■ **Excerpt provided**
▽

So interesting. I had a completely different question planned. But that's just really fascinating because I hear so many people talk about suffering as if it would naturally push people away from the belief of any kind of God or religion. Because it's like, Well, how could there possibly be? So it's so interesting that having been through that much suffering, you went from not believing to actually I want to know more about this.

Jeanette:

Right? I really became a seeker and I, in my research, so I, the last time we talked right, it was about widow parenting, because I've been running a bit of a parents group for seven years now. And I've just finished a memoir about widow parenting, because there's not a lot out there. In terms of support for people. I think we're getting better at it. You know, there's an amazing number of new podcasts out there and new memoirs and things like that. But I was really curious, the researcher in me of like, what two people and have gone through loss of a loved one? How does that affect their spiritual beliefs. And when I interviewed so I've interviewed over three dozen widowed parents. And it was almost a reverse for every one of them. If they were someone that was very faithful before the loss, they kind of went through a period of pushing God away and pushing away their beliefs and questioning their beliefs, not going to services, kinds of things like that. And if they were people like me that were completely like agnostic, atheist, you know, none of that is for me. They went the other way, and started seeking God and seeking faith. And it almost just seemed like, regardless of who you were, you were going to do the opposite of what you had been doing. Because I think that loss does catalyse this desire to do one or the other, right? Either push it away, or pull into it for answers, because we're looking for that answer to the why.

△

■ **Work order A**
From the interview excerpt, return the passage starting at "So interesting. I" and ending at "more about this.", with no changes.
■ **Work order B**
Answer these questions using the interview excerpt:
(i) How long has Jeanette been running a parents group?
(ii) How many widowed parents has she interviewed?
(iii) What did the interviewees who had been agnostic or atheist before their loss go on to do?

■ **Provided data**

▽

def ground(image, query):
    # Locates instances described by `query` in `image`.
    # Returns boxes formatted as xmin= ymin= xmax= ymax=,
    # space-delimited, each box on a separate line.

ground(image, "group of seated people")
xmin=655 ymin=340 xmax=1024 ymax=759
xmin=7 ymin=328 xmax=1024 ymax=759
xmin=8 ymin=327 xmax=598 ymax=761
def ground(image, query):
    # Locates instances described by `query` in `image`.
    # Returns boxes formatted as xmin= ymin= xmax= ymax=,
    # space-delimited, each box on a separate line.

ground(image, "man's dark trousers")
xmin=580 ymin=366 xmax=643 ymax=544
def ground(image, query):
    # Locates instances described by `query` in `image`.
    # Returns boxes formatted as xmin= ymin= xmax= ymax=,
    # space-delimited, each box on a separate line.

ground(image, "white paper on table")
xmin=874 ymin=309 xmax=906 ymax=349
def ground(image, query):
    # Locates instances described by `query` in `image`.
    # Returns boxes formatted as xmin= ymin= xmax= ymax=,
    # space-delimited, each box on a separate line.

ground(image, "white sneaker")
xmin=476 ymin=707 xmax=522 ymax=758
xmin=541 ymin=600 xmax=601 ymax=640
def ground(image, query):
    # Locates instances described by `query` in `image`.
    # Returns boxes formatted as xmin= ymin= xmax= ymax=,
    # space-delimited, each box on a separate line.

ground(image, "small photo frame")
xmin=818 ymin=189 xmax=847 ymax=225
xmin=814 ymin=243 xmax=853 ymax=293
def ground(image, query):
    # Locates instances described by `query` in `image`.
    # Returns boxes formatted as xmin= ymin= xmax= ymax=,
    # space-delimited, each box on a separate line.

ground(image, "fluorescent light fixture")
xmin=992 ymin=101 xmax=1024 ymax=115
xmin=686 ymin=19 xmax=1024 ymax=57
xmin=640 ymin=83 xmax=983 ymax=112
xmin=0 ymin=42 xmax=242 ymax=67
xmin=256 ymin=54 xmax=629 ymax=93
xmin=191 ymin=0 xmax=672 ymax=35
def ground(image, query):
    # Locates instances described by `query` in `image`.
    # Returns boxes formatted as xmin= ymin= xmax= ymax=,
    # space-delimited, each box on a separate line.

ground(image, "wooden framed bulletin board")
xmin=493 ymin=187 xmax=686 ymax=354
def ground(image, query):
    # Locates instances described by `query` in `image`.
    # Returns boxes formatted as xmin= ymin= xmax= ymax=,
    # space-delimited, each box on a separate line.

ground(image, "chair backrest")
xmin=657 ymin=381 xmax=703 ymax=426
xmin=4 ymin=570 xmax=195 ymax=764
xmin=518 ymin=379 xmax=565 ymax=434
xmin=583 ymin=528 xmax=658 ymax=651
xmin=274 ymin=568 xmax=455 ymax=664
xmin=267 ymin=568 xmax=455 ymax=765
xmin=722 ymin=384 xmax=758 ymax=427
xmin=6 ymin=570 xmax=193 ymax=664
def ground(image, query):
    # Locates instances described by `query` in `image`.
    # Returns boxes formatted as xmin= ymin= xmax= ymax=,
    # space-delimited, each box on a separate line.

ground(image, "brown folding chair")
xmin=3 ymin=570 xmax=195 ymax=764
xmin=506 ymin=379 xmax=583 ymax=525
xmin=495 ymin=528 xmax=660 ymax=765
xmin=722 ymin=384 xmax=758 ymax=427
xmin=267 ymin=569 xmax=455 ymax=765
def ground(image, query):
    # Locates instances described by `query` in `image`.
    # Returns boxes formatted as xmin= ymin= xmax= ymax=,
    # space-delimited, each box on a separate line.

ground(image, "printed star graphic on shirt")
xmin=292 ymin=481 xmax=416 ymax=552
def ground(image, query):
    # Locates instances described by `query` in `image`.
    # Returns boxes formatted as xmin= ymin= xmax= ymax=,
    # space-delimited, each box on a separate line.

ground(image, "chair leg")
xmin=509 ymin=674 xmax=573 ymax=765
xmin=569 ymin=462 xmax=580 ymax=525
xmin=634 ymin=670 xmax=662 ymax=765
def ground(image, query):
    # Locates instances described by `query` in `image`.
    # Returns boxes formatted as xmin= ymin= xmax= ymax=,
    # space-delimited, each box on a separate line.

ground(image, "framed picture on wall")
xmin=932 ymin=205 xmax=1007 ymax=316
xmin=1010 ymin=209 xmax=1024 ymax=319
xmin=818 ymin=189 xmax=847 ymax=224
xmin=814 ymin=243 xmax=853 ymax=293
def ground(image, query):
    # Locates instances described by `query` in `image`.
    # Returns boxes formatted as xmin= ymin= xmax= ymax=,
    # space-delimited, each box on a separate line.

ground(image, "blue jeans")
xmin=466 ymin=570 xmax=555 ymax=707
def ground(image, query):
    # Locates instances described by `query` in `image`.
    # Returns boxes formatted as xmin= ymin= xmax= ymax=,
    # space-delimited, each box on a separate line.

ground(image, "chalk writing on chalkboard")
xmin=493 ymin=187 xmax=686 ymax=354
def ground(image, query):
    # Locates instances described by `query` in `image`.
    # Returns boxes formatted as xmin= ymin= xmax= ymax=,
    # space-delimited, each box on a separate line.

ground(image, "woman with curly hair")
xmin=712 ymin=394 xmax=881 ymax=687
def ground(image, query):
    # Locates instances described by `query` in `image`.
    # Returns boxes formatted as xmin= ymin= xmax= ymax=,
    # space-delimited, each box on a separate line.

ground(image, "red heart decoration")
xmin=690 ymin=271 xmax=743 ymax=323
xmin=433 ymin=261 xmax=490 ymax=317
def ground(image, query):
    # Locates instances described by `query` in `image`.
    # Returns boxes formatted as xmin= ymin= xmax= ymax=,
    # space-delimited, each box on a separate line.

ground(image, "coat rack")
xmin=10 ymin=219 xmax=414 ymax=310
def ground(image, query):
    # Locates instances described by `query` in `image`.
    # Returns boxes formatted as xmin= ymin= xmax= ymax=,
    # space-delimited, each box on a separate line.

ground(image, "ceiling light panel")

△

■ **Reply A**
So interesting. I had a completely different question planned. But that's just really fascinating because I hear so many people talk about suffering as if it would naturally push people away from the belief of any kind of God or religion. Because it's like, Well, how could there possibly be? So it's so interesting that having been through that much suffering, you went from not believing to actually I want to know more about this.

■ **Reply B**
(i) Seven years.
(ii) Over three dozen.
(iii) They started seeking God and seeking faith.